TAREA DEL EJERCICIO —
Transcribe sin ningún cambio las líneas de abajo, empezando por la que contiene "Identify the sandy" y siguiendo hasta la última línea, ambas incluidas.

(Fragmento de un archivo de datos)
▽

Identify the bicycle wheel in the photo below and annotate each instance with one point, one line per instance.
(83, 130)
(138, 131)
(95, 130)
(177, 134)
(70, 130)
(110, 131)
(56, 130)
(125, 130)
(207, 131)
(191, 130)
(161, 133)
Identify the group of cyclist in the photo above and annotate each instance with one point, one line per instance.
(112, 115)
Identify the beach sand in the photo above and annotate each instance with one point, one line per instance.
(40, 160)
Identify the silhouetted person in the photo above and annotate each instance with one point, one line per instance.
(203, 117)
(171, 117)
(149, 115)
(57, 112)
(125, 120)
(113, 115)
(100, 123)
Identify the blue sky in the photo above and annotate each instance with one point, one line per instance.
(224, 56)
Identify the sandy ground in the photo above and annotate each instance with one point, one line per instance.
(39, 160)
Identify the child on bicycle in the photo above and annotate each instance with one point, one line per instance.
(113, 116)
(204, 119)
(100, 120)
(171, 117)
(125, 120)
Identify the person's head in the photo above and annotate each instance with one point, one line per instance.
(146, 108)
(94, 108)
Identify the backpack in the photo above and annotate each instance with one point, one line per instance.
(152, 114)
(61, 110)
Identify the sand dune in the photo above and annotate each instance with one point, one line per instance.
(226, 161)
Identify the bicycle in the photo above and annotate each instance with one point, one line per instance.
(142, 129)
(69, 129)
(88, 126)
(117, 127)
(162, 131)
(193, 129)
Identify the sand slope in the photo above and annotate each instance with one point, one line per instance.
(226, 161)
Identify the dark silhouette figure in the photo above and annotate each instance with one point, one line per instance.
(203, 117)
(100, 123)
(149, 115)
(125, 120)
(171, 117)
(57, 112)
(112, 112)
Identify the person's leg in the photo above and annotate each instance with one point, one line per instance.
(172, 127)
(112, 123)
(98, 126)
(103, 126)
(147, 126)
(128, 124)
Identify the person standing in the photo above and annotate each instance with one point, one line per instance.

△

RESPUESTA —
Identify the sandy ground in the photo above and annotate each instance with one point, one line per instance.
(39, 160)
Identify the child on bicycle in the photo above and annotate each instance with one point, one line per instance.
(113, 116)
(204, 119)
(100, 120)
(171, 117)
(125, 120)
Identify the person's head in the photo above and annotate each instance with one point, one line per instance.
(146, 108)
(94, 108)
Identify the backpack in the photo above and annotate each instance with one point, one line per instance.
(152, 114)
(61, 110)
Identify the sand dune in the photo above and annotate each instance with one point, one line per instance.
(226, 161)
Identify the bicycle in the photo above and annotate each instance with one point, one line per instance.
(142, 129)
(69, 129)
(88, 126)
(117, 127)
(162, 131)
(193, 129)
Identify the sand slope in the photo above and annotate each instance with one point, one line per instance.
(226, 161)
Identify the dark silhouette figure in the photo above and annotate each instance with one point, one line per instance.
(203, 117)
(100, 123)
(149, 115)
(125, 120)
(171, 117)
(57, 112)
(112, 112)
Identify the person's leg in the photo above and annotate each instance with one point, one line per instance.
(172, 127)
(112, 123)
(98, 126)
(103, 126)
(147, 126)
(128, 124)
Identify the person standing in the photo above and annotate each instance with one point, one line per instance.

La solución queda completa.